Text passage
★ ★ ★ ★ ★ ★ ★

The phrase ‘beautifully simple’ might have been invented for Poole Harbour’s new bridge.
The iconography of Poole Harbour’s planned second bridge could hardly be more fitting. Locals claim the harbour is the world’s second largest natural haven. Thousands of yachts tug at their moorings and on sunny weekends the horizon is serrated by billowing canvas.
‘When we saw the ‘twin sails’ design among all the competition entries in 2001 it leapt out as the right thing for this location − it was stunning, ’ enthuses Borough of Poole regeneration infrastructure manager John Rice.
Sailors anchored in Holes Bay, on the north of the harbour, should see construction of the nautically inspired bridge start early next year. Expressions of interest in building it are being invited through the Ofcial Journal of the European Union, with tender documents likely to be published in September.
It will be a twin-leaf basculestyle structure with a difference.
Breaking from convention
Instead of conventional rectangular leaves, the bridge’s opening span will be composed of two opposed, long triangles. These will lie side by side when the bridge is closed. When the bridge is opened, though, they will rise skyward, like a pair of masts carrying full sail.
A second harbour crossing has been on the launch ramp since Rice joined the council 24 years ago. ‘We have an existing lifting bridge across the neck of Holes Bay that links the town centre with Hamworthy, where the Port of Poole is. It’s a rolling bascule design, which works well. It was state of the art when it was built in 1926, ’ Rice says affectionately. ‘But it’s carrying port as well as local traffic. The carriageway is only 5.5m wide and its capacity has become limited.’
In the mid-1990s the Conservative government sanctioned construction of a long, high-level bridge right across Holes Bay. That project was struck from the Labour government’s roads programme in 1997. Poole Borough Council went to the drawing board to look for ways of getting a bridge by different means.

★ ★ ★ ★ ★ ★ ★

Dataset items
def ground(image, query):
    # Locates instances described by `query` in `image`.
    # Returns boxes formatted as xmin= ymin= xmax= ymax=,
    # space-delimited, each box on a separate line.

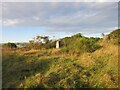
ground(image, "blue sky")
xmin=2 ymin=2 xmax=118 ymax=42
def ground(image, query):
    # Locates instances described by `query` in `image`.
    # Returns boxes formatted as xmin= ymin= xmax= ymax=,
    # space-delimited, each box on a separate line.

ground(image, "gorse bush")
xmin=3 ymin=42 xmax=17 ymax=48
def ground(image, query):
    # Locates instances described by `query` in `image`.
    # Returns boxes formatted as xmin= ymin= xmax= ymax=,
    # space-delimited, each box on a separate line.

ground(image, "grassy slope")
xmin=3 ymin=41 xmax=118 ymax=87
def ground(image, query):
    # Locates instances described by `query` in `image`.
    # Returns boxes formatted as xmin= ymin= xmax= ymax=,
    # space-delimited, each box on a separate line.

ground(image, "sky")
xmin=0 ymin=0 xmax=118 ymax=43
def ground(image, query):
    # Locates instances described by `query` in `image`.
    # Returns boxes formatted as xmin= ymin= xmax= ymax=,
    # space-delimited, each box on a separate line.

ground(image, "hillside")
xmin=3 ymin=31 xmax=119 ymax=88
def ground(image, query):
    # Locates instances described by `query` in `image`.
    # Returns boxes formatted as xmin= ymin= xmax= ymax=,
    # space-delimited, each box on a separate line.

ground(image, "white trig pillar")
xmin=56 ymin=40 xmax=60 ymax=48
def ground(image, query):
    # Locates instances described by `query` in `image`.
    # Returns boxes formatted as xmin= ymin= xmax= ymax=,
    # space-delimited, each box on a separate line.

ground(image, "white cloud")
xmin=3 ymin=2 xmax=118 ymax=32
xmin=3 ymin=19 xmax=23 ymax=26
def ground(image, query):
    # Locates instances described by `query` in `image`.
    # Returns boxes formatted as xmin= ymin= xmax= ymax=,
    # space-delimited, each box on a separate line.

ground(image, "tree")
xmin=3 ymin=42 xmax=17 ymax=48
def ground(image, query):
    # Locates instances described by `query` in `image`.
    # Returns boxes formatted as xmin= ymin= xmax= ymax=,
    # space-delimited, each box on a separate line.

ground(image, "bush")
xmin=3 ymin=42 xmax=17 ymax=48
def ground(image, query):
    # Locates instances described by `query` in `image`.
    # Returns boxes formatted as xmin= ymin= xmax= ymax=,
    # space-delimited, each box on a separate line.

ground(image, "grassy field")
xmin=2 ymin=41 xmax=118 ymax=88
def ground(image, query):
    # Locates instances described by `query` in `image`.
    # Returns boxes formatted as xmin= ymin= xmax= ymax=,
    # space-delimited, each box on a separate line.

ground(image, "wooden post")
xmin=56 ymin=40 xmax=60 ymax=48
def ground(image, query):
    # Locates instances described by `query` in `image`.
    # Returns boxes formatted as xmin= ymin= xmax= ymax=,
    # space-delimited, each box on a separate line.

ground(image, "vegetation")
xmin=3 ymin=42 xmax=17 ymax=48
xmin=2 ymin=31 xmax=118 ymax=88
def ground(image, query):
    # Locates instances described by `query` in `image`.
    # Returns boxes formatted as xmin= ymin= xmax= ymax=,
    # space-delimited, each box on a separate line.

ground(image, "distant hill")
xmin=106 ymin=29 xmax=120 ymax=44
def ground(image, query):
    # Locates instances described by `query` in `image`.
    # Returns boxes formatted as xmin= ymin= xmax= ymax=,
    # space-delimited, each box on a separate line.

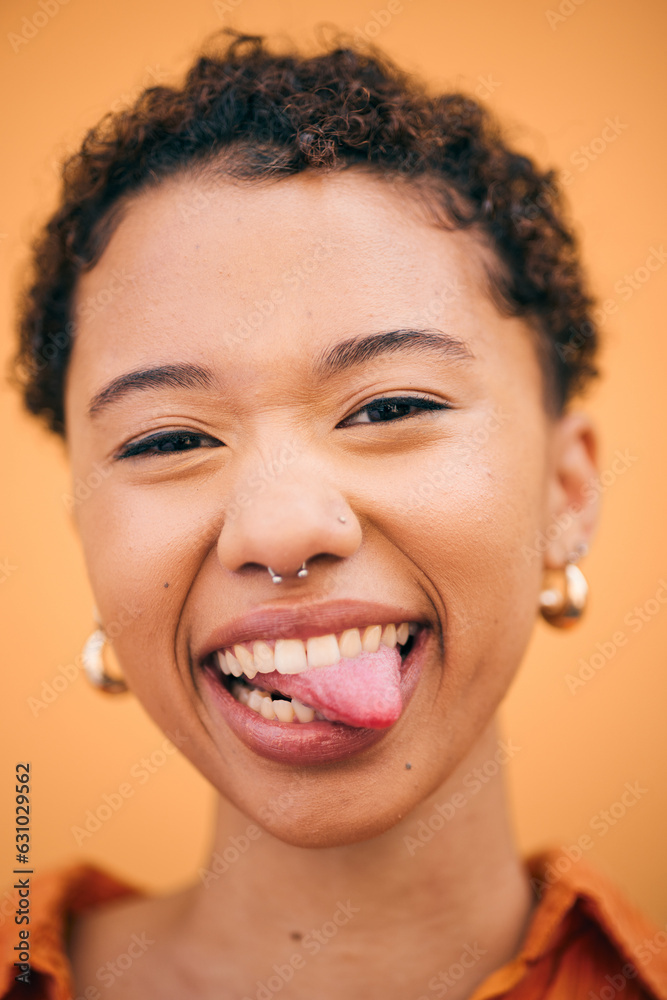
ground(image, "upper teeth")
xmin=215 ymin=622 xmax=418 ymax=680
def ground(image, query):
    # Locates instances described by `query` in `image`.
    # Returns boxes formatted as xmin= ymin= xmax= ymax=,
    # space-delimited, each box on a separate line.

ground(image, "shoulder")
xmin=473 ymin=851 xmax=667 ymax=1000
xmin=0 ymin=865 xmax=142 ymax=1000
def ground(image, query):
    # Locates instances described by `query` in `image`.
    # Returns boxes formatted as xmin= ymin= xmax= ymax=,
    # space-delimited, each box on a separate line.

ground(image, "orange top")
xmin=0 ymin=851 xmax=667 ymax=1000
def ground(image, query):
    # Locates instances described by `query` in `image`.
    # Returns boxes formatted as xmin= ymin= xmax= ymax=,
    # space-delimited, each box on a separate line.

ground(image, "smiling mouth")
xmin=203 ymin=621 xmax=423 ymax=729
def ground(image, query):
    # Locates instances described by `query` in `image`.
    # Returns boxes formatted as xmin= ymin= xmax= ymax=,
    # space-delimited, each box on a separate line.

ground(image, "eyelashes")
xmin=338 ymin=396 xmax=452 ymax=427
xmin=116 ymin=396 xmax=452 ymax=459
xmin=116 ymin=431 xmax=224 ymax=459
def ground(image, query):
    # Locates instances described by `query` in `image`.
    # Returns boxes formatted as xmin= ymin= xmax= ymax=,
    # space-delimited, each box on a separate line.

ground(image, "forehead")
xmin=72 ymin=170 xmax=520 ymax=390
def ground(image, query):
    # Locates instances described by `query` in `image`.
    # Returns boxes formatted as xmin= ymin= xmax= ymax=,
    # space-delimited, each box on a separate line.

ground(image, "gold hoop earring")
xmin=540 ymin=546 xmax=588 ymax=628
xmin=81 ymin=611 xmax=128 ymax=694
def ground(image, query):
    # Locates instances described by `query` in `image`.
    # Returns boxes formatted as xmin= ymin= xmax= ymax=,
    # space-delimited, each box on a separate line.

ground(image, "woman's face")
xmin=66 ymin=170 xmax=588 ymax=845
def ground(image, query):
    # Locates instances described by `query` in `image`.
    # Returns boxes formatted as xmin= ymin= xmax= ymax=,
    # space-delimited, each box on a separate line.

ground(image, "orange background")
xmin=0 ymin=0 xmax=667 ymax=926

★ ★ ★ ★ ★ ★ ★

Problem to solve
Please give the width of the carriageway on the existing lifting bridge across Holes Bay, as stated in the Poole Harbour bridge article.

Expected answer
It is only 5.5m wide.